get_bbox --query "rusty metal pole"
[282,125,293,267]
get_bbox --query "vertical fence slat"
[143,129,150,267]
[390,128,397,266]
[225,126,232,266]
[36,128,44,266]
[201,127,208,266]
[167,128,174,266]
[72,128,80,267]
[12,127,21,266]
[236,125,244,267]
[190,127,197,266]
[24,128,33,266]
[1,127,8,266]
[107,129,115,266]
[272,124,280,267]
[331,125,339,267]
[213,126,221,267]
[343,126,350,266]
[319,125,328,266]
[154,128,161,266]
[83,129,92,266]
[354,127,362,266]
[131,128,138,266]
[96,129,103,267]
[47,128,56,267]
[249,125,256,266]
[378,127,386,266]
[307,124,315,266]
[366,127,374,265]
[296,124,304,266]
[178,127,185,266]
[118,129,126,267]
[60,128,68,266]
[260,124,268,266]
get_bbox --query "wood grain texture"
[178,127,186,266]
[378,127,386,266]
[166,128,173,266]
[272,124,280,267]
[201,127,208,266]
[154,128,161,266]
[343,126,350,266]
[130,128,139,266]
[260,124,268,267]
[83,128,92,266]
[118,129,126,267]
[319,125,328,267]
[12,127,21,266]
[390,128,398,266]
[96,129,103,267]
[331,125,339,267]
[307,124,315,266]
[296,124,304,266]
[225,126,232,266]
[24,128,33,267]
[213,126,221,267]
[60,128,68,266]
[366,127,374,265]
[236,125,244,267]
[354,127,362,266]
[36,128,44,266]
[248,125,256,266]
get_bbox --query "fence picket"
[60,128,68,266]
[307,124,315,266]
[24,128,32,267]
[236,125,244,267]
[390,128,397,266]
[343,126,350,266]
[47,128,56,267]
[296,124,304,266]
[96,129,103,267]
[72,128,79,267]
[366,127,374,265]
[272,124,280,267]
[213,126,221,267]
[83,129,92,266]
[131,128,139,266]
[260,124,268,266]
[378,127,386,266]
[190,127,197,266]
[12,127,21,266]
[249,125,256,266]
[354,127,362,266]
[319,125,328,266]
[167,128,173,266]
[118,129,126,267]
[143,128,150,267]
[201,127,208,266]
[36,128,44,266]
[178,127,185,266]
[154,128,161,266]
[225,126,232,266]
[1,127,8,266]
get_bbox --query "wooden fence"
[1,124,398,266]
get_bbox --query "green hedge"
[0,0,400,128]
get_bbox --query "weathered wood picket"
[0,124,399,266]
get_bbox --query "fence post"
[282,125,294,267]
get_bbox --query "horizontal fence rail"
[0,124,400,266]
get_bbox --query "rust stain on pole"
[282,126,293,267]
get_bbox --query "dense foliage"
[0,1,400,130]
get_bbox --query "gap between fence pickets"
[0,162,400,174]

Exercise prompt:
Copy out the listing above line for line, with no changes.

Written reply:
get_bbox --query "rusty metal pole"
[282,125,293,267]
get_bbox --query "vertical fence slat"
[143,129,150,267]
[390,128,397,266]
[225,126,232,266]
[36,128,44,266]
[201,127,208,266]
[167,128,174,266]
[72,128,80,267]
[12,127,21,266]
[236,125,244,267]
[190,127,197,266]
[24,128,33,266]
[1,127,8,266]
[107,129,115,266]
[272,124,280,267]
[331,125,339,267]
[213,126,221,267]
[343,126,350,266]
[319,125,328,266]
[154,128,161,266]
[83,129,92,266]
[354,127,362,266]
[131,128,138,266]
[96,129,103,267]
[47,128,56,267]
[249,125,256,266]
[378,127,386,266]
[307,124,315,266]
[366,127,374,265]
[296,124,304,266]
[178,127,185,266]
[118,129,126,267]
[60,128,68,266]
[260,124,268,266]
get_bbox --query "wood grain texture"
[178,127,186,266]
[378,127,386,266]
[166,128,173,266]
[272,124,280,267]
[201,127,208,266]
[154,128,161,266]
[343,126,350,266]
[130,128,139,266]
[260,124,268,267]
[83,128,92,266]
[118,129,126,267]
[319,125,328,267]
[12,127,21,266]
[390,128,398,266]
[96,129,103,267]
[331,125,339,267]
[307,124,315,266]
[296,124,304,266]
[225,126,232,266]
[24,128,33,267]
[213,126,221,267]
[60,128,68,266]
[366,127,374,265]
[236,125,244,267]
[354,127,362,266]
[36,128,44,266]
[248,125,256,266]
get_bbox --query "fence picket"
[60,128,68,266]
[307,124,315,266]
[24,128,32,267]
[236,125,244,267]
[390,128,397,266]
[343,126,350,266]
[47,128,56,267]
[296,124,304,266]
[96,129,103,267]
[72,128,79,267]
[366,127,374,265]
[272,124,280,267]
[213,126,221,267]
[83,129,92,266]
[131,128,139,266]
[260,124,268,266]
[378,127,386,266]
[190,127,197,266]
[12,127,21,266]
[249,125,256,266]
[354,127,362,266]
[319,125,328,266]
[167,128,173,266]
[118,129,126,267]
[143,128,150,267]
[201,127,208,266]
[36,128,44,266]
[178,127,185,266]
[154,128,161,266]
[225,126,232,266]
[1,127,8,266]
get_bbox --query "wooden fence"
[1,124,398,266]
get_bbox --query "green hedge"
[0,0,400,128]
get_bbox --query "weathered wood picket"
[0,124,399,266]
get_bbox --query "fence post"
[282,125,294,267]
get_bbox --query "horizontal fence rail"
[0,124,400,266]
get_bbox --query "rust stain on pole"
[282,126,293,267]
get_bbox --query "dense foliage"
[0,1,400,130]
get_bbox --query "gap between fence pickets"
[0,162,400,174]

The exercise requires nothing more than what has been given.